* [What is asked]: Render every line of the material below as a JSON list of strings, one string per line, with blank lines omitted.

--*--

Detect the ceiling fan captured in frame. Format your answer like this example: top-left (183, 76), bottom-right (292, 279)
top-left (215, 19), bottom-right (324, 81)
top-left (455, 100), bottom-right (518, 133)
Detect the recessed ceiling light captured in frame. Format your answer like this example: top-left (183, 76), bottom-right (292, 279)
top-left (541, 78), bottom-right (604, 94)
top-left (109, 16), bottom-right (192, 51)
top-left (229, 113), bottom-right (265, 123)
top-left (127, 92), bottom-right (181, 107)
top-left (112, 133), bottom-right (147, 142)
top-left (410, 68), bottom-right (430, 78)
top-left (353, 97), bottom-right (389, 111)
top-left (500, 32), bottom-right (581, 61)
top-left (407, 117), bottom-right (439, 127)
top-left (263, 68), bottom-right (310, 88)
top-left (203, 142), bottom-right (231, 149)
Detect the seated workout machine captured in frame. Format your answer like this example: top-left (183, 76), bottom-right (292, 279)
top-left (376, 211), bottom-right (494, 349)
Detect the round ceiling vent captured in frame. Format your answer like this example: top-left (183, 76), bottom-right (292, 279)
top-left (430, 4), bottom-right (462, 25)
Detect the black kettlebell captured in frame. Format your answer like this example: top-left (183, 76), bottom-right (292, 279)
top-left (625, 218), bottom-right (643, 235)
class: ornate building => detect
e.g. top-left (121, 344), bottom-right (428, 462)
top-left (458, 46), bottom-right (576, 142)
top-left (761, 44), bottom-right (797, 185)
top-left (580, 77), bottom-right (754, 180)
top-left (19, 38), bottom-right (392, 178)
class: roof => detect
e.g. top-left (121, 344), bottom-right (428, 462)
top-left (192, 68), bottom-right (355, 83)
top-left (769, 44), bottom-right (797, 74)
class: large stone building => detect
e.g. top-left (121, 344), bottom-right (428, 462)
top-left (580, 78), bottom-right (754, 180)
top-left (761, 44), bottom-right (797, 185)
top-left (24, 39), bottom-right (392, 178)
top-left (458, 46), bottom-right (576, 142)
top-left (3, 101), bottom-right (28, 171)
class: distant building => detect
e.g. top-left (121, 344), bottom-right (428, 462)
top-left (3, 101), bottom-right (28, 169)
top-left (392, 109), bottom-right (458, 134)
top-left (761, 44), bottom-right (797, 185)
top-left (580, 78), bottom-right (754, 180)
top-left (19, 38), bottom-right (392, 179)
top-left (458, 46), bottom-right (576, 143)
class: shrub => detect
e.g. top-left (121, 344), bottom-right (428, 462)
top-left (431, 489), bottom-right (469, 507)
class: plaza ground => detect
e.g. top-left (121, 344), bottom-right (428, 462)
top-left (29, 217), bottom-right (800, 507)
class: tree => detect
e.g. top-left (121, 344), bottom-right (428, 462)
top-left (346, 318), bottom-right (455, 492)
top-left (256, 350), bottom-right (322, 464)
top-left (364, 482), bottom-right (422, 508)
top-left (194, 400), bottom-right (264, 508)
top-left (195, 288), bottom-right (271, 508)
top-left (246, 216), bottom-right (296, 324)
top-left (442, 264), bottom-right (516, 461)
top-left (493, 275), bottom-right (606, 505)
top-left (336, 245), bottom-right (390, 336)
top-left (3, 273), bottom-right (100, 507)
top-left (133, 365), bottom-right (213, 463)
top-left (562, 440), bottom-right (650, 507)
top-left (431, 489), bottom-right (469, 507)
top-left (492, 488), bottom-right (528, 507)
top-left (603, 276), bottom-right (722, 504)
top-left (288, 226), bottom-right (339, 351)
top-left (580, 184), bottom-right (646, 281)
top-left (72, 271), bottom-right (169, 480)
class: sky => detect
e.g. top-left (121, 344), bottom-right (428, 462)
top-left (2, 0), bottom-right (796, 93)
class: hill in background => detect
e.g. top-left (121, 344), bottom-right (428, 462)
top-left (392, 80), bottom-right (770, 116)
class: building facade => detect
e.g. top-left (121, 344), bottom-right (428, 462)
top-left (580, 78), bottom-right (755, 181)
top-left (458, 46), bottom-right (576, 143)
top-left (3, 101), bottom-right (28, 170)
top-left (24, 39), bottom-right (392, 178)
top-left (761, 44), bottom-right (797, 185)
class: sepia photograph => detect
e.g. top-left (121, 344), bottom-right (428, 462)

--*--

* [The reply]:
[
  "Detect the ceiling fan captured in frame. Format your answer like this example: top-left (183, 76), bottom-right (292, 279)",
  "top-left (215, 19), bottom-right (324, 81)",
  "top-left (455, 100), bottom-right (518, 133)",
  "Detect the recessed ceiling light captured in frame. Format your answer like this example: top-left (183, 76), bottom-right (292, 279)",
  "top-left (541, 78), bottom-right (604, 94)",
  "top-left (109, 16), bottom-right (192, 51)",
  "top-left (229, 113), bottom-right (265, 123)",
  "top-left (127, 92), bottom-right (181, 107)",
  "top-left (112, 133), bottom-right (147, 142)",
  "top-left (410, 68), bottom-right (430, 78)",
  "top-left (353, 97), bottom-right (389, 111)",
  "top-left (500, 32), bottom-right (581, 61)",
  "top-left (407, 117), bottom-right (439, 127)",
  "top-left (263, 68), bottom-right (310, 88)",
  "top-left (203, 142), bottom-right (231, 149)",
  "Detect the seated workout machine captured in frame. Format your answer like this example: top-left (183, 76), bottom-right (292, 279)",
  "top-left (376, 211), bottom-right (494, 349)",
  "Detect the round ceiling vent captured in frame. Format your answer like this example: top-left (183, 76), bottom-right (292, 279)",
  "top-left (430, 4), bottom-right (462, 25)",
  "Detect the black kettlebell captured in frame. Format your answer like this example: top-left (183, 76), bottom-right (292, 279)",
  "top-left (625, 218), bottom-right (643, 235)",
  "class: ornate building => detect",
  "e.g. top-left (121, 344), bottom-right (428, 462)",
  "top-left (458, 46), bottom-right (576, 142)",
  "top-left (761, 44), bottom-right (797, 185)",
  "top-left (580, 77), bottom-right (754, 180)",
  "top-left (19, 38), bottom-right (392, 178)",
  "class: roof => detect",
  "e.g. top-left (121, 344), bottom-right (428, 462)",
  "top-left (192, 68), bottom-right (355, 83)",
  "top-left (769, 44), bottom-right (797, 74)",
  "class: large stone building => detect",
  "e.g. top-left (121, 344), bottom-right (428, 462)",
  "top-left (580, 78), bottom-right (754, 180)",
  "top-left (761, 44), bottom-right (797, 185)",
  "top-left (24, 39), bottom-right (392, 178)",
  "top-left (458, 46), bottom-right (576, 142)",
  "top-left (3, 101), bottom-right (28, 171)",
  "class: distant building => detect",
  "e.g. top-left (121, 344), bottom-right (428, 462)",
  "top-left (3, 101), bottom-right (28, 169)",
  "top-left (392, 109), bottom-right (458, 134)",
  "top-left (761, 44), bottom-right (797, 185)",
  "top-left (580, 78), bottom-right (754, 180)",
  "top-left (19, 38), bottom-right (392, 179)",
  "top-left (458, 46), bottom-right (576, 143)",
  "class: shrub => detect",
  "e.g. top-left (121, 344), bottom-right (428, 462)",
  "top-left (431, 489), bottom-right (469, 507)",
  "class: plaza ground => detect",
  "e.g. top-left (121, 344), bottom-right (428, 462)",
  "top-left (29, 217), bottom-right (800, 507)",
  "class: tree => detect",
  "e.g. top-left (121, 344), bottom-right (428, 462)",
  "top-left (346, 318), bottom-right (455, 492)",
  "top-left (256, 350), bottom-right (322, 464)",
  "top-left (364, 482), bottom-right (422, 508)",
  "top-left (194, 400), bottom-right (264, 508)",
  "top-left (195, 288), bottom-right (271, 508)",
  "top-left (246, 216), bottom-right (296, 324)",
  "top-left (442, 264), bottom-right (516, 461)",
  "top-left (493, 275), bottom-right (606, 505)",
  "top-left (336, 245), bottom-right (390, 336)",
  "top-left (3, 273), bottom-right (100, 507)",
  "top-left (133, 365), bottom-right (213, 463)",
  "top-left (562, 440), bottom-right (650, 507)",
  "top-left (431, 489), bottom-right (469, 507)",
  "top-left (492, 488), bottom-right (528, 507)",
  "top-left (603, 276), bottom-right (722, 504)",
  "top-left (288, 226), bottom-right (339, 351)",
  "top-left (580, 184), bottom-right (646, 281)",
  "top-left (72, 271), bottom-right (169, 480)",
  "class: sky => detect",
  "e.g. top-left (121, 344), bottom-right (428, 462)",
  "top-left (2, 0), bottom-right (796, 93)",
  "class: hill in background => detect",
  "e.g. top-left (121, 344), bottom-right (428, 462)",
  "top-left (392, 80), bottom-right (770, 116)",
  "class: building facade => detect",
  "e.g. top-left (121, 344), bottom-right (428, 462)",
  "top-left (580, 78), bottom-right (755, 181)",
  "top-left (458, 46), bottom-right (576, 143)",
  "top-left (3, 101), bottom-right (28, 170)",
  "top-left (24, 39), bottom-right (392, 178)",
  "top-left (761, 44), bottom-right (797, 185)",
  "class: sepia photograph => detect",
  "e.g. top-left (121, 344), bottom-right (428, 462)"
]